> REQUIREMENT
Count the lines of the records below that contain the string "plank". Give only the number.

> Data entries
____
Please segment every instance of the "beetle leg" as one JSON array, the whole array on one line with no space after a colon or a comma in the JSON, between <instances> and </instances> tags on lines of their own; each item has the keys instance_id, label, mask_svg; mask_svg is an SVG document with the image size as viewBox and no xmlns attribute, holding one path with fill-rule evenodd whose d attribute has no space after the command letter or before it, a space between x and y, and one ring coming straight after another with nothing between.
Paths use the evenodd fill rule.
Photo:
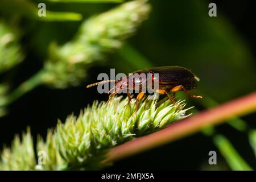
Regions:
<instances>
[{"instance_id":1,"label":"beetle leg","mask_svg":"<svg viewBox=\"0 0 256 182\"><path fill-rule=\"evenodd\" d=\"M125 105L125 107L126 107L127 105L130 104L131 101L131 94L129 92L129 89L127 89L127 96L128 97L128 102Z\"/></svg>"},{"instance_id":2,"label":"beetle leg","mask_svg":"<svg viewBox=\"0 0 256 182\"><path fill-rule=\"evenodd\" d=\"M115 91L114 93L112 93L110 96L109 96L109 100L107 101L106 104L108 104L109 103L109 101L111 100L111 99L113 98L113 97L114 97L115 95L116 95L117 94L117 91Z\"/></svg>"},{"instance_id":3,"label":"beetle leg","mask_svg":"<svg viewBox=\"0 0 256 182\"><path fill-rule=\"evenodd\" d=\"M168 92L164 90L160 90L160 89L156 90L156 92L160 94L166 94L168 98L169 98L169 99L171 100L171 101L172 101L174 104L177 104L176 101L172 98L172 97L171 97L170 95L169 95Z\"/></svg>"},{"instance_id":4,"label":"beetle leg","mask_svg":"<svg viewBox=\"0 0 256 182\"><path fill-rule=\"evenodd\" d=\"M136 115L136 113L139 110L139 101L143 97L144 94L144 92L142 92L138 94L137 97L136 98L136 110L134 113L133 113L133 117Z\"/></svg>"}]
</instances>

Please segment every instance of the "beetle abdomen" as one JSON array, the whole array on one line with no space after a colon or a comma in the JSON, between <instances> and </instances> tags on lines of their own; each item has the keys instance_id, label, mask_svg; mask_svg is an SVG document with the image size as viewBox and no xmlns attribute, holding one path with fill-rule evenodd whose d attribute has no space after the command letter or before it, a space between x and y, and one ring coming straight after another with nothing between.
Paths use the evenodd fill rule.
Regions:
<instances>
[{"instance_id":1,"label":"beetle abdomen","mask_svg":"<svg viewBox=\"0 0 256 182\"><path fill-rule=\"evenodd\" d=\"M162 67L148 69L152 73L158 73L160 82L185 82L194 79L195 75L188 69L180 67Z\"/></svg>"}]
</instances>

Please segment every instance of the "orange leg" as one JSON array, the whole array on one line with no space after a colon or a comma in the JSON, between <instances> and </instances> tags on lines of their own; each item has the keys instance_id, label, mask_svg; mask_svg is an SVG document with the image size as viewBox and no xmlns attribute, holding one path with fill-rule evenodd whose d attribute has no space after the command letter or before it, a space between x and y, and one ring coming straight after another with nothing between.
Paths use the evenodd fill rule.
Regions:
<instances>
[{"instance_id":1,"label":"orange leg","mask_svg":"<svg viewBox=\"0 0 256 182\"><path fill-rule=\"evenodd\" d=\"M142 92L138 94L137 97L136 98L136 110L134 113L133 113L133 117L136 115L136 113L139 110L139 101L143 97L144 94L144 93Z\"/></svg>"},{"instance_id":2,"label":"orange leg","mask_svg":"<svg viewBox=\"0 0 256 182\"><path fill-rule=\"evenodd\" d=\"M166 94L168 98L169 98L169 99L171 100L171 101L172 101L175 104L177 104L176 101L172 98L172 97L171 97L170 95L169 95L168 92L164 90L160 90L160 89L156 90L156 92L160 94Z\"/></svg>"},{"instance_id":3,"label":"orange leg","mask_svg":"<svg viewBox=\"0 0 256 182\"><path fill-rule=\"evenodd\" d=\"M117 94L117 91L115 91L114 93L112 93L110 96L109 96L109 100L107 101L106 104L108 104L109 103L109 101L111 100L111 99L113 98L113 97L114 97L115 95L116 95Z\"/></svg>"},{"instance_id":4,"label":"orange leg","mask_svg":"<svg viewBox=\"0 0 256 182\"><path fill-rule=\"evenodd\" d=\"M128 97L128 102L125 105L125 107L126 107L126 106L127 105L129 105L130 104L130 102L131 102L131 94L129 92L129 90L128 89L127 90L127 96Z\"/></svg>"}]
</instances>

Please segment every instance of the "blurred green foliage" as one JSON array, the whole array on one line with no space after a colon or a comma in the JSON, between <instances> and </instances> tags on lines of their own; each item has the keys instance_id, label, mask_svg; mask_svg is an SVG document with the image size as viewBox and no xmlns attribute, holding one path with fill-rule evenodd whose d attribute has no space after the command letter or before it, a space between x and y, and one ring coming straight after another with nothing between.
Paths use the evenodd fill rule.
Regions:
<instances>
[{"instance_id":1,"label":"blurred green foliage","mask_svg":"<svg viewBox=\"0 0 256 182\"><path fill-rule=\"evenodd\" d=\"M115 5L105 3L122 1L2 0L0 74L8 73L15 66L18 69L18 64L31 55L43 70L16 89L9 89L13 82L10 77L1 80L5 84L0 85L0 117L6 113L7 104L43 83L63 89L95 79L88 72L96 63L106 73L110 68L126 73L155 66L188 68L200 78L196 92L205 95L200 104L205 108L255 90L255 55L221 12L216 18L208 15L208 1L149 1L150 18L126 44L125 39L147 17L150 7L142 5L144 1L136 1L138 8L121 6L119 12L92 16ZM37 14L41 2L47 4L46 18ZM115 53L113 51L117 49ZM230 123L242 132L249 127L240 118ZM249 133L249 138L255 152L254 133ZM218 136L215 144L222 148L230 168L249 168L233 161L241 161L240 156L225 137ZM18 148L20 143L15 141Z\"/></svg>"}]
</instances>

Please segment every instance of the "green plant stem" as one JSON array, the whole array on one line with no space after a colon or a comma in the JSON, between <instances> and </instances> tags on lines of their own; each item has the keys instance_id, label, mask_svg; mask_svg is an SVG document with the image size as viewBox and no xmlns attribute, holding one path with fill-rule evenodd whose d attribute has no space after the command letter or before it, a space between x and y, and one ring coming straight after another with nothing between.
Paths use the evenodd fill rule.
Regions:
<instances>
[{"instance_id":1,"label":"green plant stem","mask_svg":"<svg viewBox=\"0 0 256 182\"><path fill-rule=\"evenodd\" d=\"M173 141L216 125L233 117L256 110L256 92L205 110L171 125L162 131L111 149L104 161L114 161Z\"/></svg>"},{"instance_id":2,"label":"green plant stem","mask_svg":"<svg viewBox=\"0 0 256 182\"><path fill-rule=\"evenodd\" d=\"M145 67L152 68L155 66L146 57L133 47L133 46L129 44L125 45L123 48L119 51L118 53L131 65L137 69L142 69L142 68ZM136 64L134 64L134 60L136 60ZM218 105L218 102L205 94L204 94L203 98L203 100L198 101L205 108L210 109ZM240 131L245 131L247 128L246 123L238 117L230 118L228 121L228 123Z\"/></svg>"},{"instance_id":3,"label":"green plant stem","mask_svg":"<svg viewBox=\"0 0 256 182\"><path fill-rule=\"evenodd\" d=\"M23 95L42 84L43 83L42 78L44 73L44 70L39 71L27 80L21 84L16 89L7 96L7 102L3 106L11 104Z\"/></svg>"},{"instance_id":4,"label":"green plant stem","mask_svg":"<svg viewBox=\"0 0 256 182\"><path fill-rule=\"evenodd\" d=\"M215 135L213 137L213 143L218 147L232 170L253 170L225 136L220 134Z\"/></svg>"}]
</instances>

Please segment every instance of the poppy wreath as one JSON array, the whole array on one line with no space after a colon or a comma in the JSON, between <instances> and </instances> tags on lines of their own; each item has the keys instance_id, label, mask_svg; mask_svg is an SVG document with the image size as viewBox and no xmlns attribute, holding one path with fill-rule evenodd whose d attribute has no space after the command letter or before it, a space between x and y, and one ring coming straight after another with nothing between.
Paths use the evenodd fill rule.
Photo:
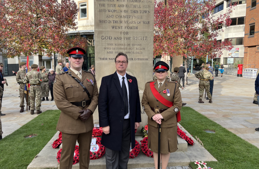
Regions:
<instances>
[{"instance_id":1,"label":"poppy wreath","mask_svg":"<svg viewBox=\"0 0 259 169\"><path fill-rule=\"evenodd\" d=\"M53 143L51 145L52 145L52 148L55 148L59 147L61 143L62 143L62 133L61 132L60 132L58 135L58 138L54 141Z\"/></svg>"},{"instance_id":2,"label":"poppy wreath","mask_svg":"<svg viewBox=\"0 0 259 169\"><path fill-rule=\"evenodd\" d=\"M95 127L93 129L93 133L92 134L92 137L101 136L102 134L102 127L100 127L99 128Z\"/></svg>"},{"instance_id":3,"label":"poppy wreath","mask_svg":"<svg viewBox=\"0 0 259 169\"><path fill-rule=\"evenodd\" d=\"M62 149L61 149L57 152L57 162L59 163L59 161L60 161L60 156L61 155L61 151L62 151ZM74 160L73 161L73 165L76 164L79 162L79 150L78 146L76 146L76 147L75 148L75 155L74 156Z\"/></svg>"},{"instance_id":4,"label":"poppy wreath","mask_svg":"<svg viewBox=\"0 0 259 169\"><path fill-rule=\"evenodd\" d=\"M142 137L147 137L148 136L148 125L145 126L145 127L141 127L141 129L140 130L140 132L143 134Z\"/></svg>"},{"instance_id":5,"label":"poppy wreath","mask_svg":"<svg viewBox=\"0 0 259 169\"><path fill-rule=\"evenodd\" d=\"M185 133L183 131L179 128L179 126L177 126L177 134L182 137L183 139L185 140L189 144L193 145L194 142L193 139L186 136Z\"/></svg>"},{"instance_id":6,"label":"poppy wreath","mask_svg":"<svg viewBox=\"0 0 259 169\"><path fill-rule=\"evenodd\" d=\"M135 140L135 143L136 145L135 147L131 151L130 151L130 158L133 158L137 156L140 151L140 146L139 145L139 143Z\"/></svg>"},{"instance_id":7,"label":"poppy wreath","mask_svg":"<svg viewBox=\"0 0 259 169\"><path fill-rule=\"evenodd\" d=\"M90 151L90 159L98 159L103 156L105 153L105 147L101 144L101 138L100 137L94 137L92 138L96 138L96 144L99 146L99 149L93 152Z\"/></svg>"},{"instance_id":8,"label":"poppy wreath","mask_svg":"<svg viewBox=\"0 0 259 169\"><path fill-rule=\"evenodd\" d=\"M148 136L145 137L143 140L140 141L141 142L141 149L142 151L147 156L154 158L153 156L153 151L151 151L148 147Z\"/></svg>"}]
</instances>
____
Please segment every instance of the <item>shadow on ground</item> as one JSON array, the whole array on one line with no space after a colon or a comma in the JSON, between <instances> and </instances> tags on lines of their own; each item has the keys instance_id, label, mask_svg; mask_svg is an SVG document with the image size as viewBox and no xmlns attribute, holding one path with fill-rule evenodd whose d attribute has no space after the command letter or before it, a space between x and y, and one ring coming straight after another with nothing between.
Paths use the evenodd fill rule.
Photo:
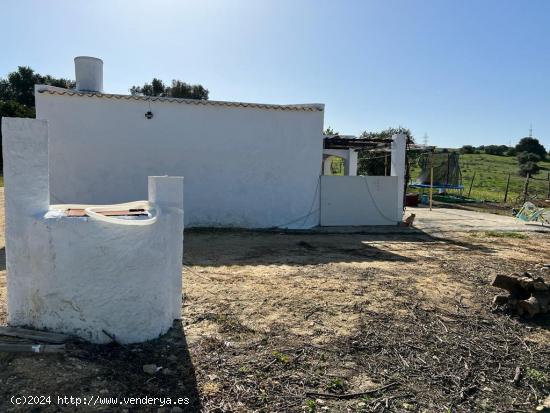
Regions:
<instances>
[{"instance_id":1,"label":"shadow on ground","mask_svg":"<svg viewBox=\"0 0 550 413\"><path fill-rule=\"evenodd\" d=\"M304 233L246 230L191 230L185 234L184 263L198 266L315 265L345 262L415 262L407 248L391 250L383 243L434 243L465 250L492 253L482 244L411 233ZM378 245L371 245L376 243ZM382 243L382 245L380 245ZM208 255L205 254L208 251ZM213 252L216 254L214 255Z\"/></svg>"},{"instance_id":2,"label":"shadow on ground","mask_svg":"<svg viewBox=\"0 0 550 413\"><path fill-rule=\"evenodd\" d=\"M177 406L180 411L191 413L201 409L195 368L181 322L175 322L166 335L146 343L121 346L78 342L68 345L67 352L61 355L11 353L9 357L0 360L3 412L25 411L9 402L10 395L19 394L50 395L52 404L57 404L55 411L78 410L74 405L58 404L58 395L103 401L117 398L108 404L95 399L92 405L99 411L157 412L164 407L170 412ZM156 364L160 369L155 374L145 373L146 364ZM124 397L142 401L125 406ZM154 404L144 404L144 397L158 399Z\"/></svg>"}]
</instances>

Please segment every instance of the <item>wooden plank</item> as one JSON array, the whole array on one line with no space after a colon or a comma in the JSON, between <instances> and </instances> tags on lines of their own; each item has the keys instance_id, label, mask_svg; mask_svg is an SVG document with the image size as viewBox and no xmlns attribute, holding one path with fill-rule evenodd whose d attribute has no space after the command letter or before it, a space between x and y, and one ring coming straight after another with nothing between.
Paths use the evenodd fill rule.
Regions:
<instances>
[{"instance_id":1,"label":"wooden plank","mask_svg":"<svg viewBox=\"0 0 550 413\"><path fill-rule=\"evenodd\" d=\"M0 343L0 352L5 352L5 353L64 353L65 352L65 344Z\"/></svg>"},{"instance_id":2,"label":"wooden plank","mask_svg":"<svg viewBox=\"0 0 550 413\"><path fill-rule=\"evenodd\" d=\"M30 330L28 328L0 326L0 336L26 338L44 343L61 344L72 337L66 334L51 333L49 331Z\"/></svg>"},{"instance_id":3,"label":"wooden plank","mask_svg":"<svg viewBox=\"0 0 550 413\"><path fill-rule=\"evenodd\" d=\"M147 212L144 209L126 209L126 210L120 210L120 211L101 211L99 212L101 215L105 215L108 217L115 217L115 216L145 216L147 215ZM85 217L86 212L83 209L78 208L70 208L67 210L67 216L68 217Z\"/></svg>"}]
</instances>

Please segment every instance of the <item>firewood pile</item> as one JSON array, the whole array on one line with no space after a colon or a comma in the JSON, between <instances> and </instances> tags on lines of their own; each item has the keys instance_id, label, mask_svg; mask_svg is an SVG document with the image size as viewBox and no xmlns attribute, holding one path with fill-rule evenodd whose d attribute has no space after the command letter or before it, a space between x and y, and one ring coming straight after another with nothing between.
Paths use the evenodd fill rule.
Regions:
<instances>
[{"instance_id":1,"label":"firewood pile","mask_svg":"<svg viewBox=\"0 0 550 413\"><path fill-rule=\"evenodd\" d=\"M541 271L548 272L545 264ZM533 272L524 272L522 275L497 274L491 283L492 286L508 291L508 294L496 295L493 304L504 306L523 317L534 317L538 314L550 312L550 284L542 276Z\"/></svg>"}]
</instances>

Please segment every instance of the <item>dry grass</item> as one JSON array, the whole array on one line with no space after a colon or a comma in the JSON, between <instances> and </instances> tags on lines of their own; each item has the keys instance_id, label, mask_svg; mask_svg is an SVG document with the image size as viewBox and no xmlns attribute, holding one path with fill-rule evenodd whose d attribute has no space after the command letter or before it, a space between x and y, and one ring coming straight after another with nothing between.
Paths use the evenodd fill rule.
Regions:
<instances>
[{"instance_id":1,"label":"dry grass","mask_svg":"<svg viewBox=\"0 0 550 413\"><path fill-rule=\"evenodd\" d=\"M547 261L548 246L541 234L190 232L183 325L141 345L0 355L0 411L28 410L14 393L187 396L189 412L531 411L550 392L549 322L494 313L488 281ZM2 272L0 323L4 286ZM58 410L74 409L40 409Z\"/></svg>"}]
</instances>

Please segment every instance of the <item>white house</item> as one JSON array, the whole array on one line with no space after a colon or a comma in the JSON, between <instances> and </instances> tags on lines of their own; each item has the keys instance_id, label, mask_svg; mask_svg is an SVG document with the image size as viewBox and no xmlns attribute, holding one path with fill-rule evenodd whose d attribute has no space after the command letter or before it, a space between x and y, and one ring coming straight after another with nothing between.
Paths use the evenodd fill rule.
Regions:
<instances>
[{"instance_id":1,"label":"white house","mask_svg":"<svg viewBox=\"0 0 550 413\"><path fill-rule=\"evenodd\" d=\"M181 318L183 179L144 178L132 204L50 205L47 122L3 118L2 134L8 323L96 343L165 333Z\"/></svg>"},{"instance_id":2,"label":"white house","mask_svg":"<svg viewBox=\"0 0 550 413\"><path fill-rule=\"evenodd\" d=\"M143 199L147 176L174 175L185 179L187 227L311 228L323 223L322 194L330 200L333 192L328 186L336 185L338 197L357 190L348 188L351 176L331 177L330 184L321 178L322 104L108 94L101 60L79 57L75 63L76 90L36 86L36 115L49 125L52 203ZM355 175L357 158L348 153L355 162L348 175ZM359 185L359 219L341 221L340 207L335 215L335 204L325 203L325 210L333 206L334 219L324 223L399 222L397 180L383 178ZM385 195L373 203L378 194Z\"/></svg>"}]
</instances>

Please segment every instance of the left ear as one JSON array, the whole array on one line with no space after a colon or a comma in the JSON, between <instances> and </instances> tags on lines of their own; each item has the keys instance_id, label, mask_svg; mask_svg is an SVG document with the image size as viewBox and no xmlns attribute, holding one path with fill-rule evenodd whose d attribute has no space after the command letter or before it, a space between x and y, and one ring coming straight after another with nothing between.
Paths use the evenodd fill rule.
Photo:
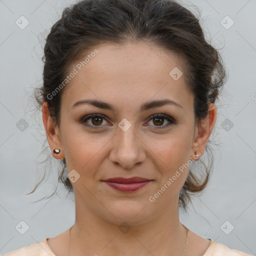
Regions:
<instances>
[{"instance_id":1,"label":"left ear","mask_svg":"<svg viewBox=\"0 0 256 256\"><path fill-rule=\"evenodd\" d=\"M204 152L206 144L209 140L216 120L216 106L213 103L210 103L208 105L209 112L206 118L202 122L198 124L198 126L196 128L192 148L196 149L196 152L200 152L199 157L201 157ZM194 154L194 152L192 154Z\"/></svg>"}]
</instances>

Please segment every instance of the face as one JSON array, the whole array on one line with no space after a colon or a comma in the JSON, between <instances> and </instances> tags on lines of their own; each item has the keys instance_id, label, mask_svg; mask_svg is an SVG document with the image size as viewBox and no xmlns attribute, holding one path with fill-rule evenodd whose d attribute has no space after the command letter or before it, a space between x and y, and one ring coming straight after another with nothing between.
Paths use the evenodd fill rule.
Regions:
____
> COMPLETE RESPONSE
2